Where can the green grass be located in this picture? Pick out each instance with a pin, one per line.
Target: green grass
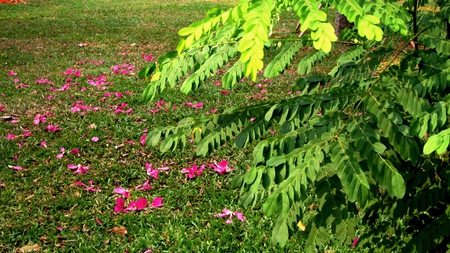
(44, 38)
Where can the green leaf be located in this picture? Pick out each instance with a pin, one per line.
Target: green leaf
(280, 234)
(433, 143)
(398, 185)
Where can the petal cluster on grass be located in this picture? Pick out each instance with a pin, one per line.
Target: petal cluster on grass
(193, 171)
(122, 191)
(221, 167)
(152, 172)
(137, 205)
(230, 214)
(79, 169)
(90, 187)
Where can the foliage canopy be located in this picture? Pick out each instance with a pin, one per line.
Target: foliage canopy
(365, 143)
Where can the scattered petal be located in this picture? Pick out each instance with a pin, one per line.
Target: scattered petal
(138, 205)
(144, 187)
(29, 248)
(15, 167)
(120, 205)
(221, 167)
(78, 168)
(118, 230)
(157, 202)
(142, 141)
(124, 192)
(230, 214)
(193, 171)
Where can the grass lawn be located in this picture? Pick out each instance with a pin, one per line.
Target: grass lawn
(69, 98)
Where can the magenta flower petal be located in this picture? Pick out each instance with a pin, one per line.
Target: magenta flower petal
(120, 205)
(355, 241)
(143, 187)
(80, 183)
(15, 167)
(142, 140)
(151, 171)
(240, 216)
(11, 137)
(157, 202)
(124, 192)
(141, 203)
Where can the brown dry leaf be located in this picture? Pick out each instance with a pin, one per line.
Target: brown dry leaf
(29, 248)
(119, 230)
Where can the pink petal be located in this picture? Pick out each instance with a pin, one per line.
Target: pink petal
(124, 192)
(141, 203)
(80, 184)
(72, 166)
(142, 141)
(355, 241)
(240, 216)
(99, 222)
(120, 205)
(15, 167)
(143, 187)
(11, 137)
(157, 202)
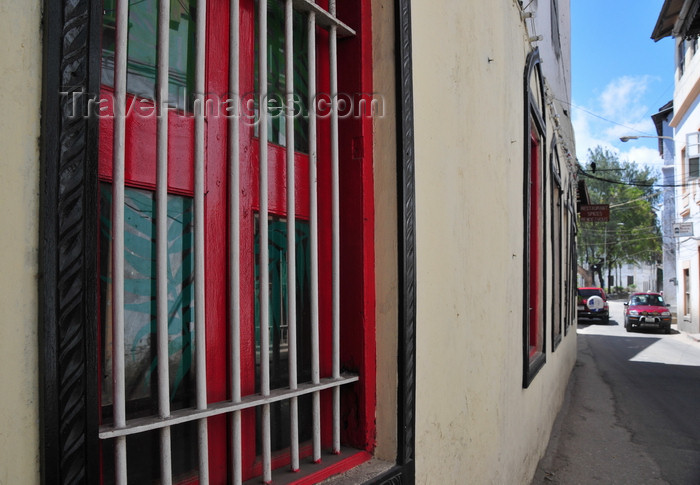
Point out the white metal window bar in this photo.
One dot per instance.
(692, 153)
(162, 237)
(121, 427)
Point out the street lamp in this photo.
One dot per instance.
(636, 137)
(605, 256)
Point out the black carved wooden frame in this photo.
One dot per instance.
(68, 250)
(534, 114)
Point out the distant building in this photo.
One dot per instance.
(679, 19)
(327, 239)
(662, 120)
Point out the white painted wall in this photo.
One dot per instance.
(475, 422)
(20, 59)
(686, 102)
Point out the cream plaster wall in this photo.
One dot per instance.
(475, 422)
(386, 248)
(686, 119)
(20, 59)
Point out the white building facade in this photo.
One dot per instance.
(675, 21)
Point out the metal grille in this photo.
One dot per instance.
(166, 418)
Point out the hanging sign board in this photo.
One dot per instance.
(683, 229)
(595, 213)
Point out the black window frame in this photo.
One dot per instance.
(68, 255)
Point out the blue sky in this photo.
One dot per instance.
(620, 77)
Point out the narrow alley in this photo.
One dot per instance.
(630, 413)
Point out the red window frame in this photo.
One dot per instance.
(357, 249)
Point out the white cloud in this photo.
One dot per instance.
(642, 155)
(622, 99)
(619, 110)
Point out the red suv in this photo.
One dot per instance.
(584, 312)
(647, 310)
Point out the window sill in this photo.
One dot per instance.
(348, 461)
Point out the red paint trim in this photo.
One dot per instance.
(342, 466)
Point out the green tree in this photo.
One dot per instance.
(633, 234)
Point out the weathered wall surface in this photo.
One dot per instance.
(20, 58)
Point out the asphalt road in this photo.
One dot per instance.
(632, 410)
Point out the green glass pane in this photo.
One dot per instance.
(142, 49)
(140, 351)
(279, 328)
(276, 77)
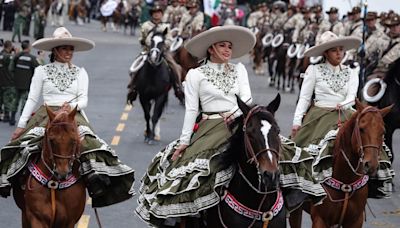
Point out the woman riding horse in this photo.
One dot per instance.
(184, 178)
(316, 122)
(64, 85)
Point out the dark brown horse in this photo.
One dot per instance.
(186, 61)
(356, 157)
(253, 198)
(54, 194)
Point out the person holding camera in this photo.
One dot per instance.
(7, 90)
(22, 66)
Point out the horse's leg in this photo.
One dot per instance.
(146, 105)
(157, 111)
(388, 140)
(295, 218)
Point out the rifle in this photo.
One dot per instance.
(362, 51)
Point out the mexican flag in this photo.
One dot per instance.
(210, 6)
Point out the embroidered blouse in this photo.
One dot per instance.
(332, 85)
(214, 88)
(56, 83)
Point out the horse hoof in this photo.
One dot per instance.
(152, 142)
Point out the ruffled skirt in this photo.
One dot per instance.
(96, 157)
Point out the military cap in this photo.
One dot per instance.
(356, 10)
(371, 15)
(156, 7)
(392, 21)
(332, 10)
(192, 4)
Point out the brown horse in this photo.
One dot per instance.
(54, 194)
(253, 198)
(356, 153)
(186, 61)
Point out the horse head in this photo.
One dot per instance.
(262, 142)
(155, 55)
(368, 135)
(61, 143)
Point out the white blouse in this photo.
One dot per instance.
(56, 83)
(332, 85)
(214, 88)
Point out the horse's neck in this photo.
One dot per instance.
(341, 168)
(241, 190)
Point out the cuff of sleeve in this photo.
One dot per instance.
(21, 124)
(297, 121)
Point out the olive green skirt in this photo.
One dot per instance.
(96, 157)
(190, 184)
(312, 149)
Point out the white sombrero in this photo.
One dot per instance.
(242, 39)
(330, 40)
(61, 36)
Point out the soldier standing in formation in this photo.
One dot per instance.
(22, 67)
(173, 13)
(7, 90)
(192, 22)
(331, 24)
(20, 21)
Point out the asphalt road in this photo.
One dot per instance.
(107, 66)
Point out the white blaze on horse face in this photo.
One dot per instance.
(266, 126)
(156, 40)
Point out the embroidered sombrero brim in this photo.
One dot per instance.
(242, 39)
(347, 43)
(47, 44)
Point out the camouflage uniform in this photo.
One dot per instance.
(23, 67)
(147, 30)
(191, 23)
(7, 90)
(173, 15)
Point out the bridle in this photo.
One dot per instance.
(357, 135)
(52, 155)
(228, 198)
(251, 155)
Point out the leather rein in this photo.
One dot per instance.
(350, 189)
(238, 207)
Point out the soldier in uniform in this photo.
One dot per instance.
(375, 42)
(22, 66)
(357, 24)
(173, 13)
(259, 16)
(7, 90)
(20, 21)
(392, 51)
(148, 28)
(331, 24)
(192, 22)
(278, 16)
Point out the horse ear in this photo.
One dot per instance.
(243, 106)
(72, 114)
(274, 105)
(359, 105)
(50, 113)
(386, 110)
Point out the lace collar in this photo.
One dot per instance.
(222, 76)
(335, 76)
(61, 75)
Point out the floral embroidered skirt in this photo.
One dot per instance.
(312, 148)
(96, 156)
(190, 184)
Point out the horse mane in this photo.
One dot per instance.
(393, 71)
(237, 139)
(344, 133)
○ ○ ○ ○ ○
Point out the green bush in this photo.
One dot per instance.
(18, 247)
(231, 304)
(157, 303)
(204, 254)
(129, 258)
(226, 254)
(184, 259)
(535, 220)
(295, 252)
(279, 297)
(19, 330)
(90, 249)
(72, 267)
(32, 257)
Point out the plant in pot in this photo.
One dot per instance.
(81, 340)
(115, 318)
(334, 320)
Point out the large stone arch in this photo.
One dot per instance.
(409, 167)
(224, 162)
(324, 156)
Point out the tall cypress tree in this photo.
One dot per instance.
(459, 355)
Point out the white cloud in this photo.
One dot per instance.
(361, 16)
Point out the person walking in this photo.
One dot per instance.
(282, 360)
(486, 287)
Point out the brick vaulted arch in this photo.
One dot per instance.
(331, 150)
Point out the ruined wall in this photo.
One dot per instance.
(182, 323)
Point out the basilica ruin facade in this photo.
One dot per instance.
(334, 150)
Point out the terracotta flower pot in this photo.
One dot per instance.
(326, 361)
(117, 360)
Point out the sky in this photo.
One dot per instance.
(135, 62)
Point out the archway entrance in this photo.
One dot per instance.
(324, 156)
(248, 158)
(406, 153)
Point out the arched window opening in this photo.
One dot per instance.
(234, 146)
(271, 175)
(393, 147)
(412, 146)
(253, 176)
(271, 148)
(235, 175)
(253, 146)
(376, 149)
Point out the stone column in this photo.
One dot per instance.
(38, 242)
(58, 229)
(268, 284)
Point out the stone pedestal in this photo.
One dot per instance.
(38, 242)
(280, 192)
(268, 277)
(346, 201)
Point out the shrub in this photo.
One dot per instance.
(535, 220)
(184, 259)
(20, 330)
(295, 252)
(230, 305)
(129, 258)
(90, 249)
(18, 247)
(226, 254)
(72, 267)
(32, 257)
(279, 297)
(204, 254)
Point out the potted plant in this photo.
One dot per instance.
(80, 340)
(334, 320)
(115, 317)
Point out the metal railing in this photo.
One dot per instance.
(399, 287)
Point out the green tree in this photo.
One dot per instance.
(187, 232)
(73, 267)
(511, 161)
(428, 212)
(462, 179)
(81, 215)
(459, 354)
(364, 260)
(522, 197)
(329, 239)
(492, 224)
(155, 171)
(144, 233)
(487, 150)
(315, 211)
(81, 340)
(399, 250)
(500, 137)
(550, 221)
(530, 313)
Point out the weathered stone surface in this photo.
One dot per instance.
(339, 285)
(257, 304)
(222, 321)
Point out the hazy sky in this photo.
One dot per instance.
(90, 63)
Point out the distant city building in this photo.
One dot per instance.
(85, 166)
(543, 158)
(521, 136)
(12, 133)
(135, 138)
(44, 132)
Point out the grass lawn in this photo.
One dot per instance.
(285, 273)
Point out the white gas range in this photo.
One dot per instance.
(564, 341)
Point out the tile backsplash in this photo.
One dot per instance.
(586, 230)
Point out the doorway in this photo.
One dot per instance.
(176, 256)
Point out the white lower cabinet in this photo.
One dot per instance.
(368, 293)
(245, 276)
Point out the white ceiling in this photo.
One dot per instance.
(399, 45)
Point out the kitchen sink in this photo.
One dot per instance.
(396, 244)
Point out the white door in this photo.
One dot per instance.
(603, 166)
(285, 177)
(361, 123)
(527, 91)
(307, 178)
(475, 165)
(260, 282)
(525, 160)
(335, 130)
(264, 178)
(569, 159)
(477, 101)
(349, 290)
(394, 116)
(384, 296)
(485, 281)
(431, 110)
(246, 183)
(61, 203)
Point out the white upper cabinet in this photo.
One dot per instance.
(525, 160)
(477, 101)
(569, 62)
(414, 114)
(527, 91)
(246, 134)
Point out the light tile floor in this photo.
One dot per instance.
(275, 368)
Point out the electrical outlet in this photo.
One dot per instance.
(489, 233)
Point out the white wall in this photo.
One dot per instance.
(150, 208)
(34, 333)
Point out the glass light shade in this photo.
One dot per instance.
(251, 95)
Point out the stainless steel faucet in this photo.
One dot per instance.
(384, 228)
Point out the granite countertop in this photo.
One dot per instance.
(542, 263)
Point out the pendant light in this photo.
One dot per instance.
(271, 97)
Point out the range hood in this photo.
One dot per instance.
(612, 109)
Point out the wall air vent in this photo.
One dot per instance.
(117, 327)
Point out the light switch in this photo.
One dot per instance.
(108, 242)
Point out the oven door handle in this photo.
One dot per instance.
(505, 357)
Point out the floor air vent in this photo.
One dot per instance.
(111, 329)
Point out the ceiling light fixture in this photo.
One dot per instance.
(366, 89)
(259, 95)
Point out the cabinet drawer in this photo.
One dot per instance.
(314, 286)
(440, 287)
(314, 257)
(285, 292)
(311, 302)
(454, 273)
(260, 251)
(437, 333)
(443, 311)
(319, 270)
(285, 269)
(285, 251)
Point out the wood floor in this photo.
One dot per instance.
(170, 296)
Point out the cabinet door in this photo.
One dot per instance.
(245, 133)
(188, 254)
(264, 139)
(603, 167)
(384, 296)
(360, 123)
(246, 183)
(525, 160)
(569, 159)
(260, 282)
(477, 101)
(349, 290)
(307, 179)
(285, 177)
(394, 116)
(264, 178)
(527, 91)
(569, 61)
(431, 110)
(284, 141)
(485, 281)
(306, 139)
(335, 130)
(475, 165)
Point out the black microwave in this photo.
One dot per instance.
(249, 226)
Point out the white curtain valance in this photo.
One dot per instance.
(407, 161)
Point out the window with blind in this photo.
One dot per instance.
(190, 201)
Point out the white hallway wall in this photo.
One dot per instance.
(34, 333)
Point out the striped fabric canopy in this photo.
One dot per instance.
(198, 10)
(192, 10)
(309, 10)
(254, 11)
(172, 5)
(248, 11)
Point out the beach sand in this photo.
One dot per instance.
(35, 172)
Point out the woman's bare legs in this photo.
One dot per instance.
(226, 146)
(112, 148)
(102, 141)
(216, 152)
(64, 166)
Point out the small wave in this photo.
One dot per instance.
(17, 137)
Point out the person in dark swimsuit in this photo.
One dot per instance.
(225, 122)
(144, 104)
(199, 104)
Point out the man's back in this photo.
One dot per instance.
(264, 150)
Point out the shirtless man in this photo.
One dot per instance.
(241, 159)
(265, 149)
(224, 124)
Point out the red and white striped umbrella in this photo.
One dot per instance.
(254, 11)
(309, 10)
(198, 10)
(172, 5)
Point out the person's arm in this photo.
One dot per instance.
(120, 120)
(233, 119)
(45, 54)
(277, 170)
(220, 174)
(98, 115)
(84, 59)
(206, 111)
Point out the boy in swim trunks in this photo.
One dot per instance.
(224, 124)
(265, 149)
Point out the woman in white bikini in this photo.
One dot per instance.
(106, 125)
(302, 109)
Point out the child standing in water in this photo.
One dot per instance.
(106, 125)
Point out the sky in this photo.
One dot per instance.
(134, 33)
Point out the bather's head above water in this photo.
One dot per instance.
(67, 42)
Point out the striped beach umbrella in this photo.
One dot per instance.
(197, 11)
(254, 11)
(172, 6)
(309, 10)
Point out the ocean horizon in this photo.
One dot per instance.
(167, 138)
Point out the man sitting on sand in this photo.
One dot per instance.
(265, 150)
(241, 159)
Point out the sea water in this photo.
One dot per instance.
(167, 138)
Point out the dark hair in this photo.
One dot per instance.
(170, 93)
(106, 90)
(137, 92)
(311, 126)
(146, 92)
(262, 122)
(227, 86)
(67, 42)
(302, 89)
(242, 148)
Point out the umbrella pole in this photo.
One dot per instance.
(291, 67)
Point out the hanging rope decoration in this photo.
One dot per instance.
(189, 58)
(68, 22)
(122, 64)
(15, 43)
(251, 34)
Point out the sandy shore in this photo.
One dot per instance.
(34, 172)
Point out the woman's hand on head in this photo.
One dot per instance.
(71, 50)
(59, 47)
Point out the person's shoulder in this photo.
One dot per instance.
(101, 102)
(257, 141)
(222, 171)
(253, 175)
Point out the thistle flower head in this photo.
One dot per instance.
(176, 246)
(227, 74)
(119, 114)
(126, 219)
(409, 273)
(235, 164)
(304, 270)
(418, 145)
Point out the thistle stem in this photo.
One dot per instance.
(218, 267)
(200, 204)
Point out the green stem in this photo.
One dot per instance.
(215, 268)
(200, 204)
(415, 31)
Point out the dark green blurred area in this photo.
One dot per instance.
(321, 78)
○ ○ ○ ○ ○
__TASK INSTRUCTIONS__
Gather every line of the records that contains the word "beach". Treat uppercase and lowercase as different.

__COMPLETED TASK__
Point out the beach sand in this photo.
Point out the striped beach umbrella in this photo.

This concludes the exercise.